▶ _Requirement A_:
From the forum thread, list each distinct username that appears with a post date and time, once per username.
▶ _Requirement B_:
Output word for word the part of the forum thread that begins with the words containing "grail · 03-09-2014, 10:09" and ends with "one for you.".

▶ _Passage to read_:
Originally Posted by danielbmartin

Code:

audi,bentley,bmw
chevrolet,dodge,ford,honda
mazda,nissan,subaru,toyota

doesn't honda belong in the third line ?

suneelbabu.etl · 03-09-2014, 04:54 AM

Hi Daniel B. Martin,

I don't want to display length of the every field,

Quote:

audi,bentley,bmw
chevrolet,dodge,ford
mazda,nissan,subaru

in this example take first field, max length is 9 right.
it check the every line and if it is <9 then add 0(zero) before the first field.
the Out-file is:

Quote:

00000audi,bentley,bmw
chevrolet,dodge,ford,honda
00000mazda,nissan,subaru,toyota

like this..
u got my point right,..

grail · 03-09-2014, 10:09 AM

So we get your point, where is your attempt to either alter this script to do as you require or your own script that attempts to do the same?

As said earlier, we are not here to write the scripts for you.

Ser Olmy · 03-09-2014, 10:34 AM

Do you have any previous experience with creating scripts? As grail said, users in this forum will be happy to help you debug and develop a script, but we'd rather not just write one for you.

This is a general "Programming" forum, and your problem could be solved with many different programming/scripting languages. It would be helpful to know which one you'd prefer.

(People just looking for a working solution rather than help with solving the problem, should preferably pay someone to create and implement that solution.)

TB0ne · 03-09-2014, 10:39 AM

Quote:

Originally Posted by suneelbabu.etl

I don't want to display length of the every field,

in this example take first field, max length is 9 right. it check the every line and if it is <9 then add 0(zero) before the first field. the Out-file is:

like this..u got my point right,..

Again, you need to SPELL OUT YOUR WORDS, and stop using text-speak, and you need to show us what you have done/tried on your own. We will be happy to HELP you, but we ARE NOT going to write your scripts for you.

You've been offered a great hint/solution, but have shown zero effort of your own to implement it, or think about how to modify it to do what you want. Show some effort, and we can help. Show no effort, and there's no point in posting.

suneelbabu.etl · 03-09-2014, 10:59 AM

I don't have experience to write scripting, i am Beginner.
I tried the code is:

Quote:

#!/bin/sh
cd /TESTING/DATA
#cat`ls -lrt *.csv | perl -lane 'print $F[-1]' | tail -1` #recently modified file name
awk -F, '
NR == 1
NR > 1 {
data[NR] = $0
w1[NR] = length($1)

▶ _Dataset section_:
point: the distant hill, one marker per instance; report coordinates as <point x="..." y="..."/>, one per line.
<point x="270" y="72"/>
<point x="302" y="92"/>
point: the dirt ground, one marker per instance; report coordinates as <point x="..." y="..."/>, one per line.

▶ _Finished answer A_:
suneelbabu.etl, grail, Ser Olmy, TB0ne

▶ _Finished answer B_:
grail · 03-09-2014, 10:09 AM

So we get your point, where is your attempt to either alter this script to do as you require or your own script that attempts to do the same?

As said earlier, we are not here to write the scripts for you.

Ser Olmy · 03-09-2014, 10:34 AM

Do you have any previous experience with creating scripts? As grail said, users in this forum will be happy to help you debug and develop a script, but we'd rather not just write one for you.